Records to process:
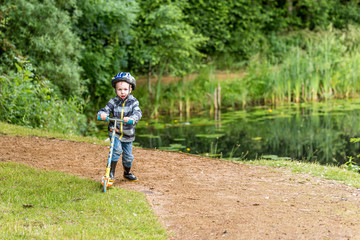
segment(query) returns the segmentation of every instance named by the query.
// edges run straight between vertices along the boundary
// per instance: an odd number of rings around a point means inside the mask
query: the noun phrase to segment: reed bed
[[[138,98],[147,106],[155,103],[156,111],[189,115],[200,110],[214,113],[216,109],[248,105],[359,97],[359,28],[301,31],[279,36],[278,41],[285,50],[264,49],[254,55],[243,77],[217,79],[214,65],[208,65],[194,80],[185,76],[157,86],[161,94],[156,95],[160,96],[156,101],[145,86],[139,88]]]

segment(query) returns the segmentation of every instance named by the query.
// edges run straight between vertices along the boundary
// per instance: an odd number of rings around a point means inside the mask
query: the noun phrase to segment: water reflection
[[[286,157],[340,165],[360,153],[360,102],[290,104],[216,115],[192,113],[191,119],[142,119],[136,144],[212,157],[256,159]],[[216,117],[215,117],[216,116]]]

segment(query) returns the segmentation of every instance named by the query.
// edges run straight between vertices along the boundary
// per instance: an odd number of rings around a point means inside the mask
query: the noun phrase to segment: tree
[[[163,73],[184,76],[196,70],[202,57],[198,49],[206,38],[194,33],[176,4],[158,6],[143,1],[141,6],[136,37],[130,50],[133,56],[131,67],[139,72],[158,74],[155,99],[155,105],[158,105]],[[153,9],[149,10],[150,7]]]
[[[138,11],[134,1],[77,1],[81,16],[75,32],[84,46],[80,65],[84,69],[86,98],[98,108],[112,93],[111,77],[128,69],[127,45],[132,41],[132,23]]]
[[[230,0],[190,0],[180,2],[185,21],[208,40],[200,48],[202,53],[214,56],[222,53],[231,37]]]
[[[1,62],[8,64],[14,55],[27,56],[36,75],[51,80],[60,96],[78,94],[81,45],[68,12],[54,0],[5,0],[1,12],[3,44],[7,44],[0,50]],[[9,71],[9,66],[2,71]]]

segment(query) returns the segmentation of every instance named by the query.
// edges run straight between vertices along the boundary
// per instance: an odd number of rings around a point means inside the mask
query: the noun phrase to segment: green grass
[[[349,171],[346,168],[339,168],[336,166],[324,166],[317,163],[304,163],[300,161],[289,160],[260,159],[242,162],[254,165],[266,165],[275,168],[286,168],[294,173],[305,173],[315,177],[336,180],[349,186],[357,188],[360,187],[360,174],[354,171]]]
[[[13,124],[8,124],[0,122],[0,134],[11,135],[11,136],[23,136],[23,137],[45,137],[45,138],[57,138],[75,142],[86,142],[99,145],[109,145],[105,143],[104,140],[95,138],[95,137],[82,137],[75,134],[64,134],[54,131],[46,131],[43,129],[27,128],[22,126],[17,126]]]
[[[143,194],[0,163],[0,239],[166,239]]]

==

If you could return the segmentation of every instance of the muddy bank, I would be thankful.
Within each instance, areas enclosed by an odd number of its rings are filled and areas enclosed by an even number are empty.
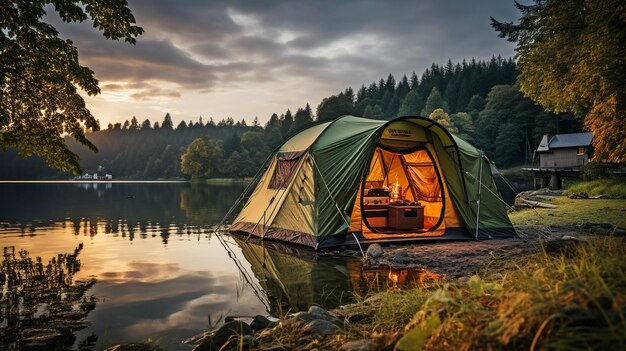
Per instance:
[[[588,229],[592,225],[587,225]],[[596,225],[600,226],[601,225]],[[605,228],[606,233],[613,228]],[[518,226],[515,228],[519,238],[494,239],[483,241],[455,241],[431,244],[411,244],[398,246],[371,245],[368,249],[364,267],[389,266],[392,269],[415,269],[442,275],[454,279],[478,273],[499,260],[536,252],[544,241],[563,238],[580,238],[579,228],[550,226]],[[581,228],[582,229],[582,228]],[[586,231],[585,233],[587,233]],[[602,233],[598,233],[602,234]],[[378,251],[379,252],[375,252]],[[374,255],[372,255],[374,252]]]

...

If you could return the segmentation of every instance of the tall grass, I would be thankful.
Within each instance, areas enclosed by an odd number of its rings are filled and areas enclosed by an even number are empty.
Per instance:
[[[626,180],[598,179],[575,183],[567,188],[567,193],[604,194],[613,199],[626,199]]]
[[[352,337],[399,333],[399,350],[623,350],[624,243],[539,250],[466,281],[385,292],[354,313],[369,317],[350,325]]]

What you have to do:
All the lines that hold the word "could" must appear in the answer, copied from the records.

Completed exercise:
If you could return the segmentation of every instance of the muddy bank, I would be thankful.
If you could return the segmentation of every instance of the tall grass, I would be thankful.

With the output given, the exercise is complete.